Given text>
□ □ □ □ □
Oulipians are rats who build the labyrinth from which they try to escape” – Raymond Queneau, OuLiPo founder

Have you ever done any slow writing? Did you enjoy the challenge of a prescriptive exercise designed to help you focus on the content of a sentence? Did it fire your imagination to create a sentence with only 7 words, or an adverb and an adjective, or perhaps incorporate a rhetorical question? How do you feel about anagrams, pangrams or palindromes; could you incorporate these into your writing? Would you want to? If this sounds fun to you, then it’s time to try out OuLiPo.

The OuLiPo movement (Ouvroir de Littérature Potentielle – workshop of potential literature), believes that limitations and rules in writing promote free creativity. Begun in 1960 by a group of French writers and mathematicians, the founders of OuLiPo believed that the experimentalism of the Surrealist school of automatic writing (a technique where your writing wanders wherever association leads you, without any form or structure) was leading to inferior work. They felt that creativity and artistry required purpose and constraint to achieve potential and so they devised a series of techniques and exercises which set limits, forcing a writer to new levels of creativity by making them think ‘outside the box’.
□ □ □ □ □
Data extracts>
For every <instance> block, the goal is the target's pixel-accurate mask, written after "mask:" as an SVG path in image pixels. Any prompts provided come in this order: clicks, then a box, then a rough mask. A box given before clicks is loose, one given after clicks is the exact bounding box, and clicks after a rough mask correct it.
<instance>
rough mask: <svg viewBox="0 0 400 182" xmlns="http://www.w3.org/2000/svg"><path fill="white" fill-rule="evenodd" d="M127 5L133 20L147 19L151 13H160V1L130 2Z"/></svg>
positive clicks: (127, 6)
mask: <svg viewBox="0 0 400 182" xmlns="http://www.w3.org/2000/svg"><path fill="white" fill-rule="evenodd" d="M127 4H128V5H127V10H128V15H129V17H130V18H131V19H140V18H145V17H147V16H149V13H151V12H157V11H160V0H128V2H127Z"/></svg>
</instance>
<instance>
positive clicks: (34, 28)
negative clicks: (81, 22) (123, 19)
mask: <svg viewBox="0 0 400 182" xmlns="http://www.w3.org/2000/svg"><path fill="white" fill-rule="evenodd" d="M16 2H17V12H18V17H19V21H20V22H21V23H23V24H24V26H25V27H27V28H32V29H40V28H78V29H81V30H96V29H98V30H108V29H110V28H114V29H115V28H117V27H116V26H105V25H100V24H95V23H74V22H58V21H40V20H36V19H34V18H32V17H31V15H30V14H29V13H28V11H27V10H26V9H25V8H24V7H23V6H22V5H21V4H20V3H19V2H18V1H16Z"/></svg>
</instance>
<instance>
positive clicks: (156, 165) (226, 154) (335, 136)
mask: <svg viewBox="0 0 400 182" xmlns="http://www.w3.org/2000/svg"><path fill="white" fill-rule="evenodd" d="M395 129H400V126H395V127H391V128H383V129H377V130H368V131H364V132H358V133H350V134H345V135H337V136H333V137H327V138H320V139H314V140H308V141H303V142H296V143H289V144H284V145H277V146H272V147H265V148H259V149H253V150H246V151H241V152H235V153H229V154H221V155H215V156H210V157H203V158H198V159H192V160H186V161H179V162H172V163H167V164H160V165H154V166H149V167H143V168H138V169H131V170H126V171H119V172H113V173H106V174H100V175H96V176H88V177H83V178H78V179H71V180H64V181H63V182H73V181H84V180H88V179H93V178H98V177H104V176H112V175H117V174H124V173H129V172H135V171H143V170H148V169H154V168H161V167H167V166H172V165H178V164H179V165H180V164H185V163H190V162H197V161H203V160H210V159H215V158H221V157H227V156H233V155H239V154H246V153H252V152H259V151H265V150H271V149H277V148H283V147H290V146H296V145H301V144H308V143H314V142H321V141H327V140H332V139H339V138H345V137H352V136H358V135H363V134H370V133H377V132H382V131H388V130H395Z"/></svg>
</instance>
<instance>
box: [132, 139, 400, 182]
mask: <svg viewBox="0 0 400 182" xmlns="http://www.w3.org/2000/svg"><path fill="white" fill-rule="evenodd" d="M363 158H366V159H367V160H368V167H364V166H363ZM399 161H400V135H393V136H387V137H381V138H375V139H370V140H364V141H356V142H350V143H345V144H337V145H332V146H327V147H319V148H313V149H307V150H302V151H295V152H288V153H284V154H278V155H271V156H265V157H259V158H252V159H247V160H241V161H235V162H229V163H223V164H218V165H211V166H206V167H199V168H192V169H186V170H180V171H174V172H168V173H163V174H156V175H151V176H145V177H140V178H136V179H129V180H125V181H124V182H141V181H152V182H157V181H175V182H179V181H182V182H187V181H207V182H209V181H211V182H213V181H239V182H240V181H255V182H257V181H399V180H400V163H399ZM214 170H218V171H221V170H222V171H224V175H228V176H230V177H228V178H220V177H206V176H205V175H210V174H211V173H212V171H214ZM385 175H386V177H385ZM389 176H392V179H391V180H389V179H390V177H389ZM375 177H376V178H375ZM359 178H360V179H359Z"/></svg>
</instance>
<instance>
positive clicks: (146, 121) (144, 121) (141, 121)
□ □ □ □ □
Exercise objective> Set down the entire passage on the OuLiPo movement again, word for word, without changing anything.

Completed exercise>
Oulipians are rats who build the labyrinth from which they try to escape” – Raymond Queneau, OuLiPo founder

Have you ever done any slow writing? Did you enjoy the challenge of a prescriptive exercise designed to help you focus on the content of a sentence? Did it fire your imagination to create a sentence with only 7 words, or an adverb and an adjective, or perhaps incorporate a rhetorical question? How do you feel about anagrams, pangrams or palindromes; could you incorporate these into your writing? Would you want to? If this sounds fun to you, then it’s time to try out OuLiPo.

The OuLiPo movement (Ouvroir de Littérature Potentielle – workshop of potential literature), believes that limitations and rules in writing promote free creativity. Begun in 1960 by a group of French writers and mathematicians, the founders of OuLiPo believed that the experimentalism of the Surrealist school of automatic writing (a technique where your writing wanders wherever association leads you, without any form or structure) was leading to inferior work. They felt that creativity and artistry required purpose and constraint to achieve potential and so they devised a series of techniques and exercises which set limits, forcing a writer to new levels of creativity by making them think ‘outside the box’.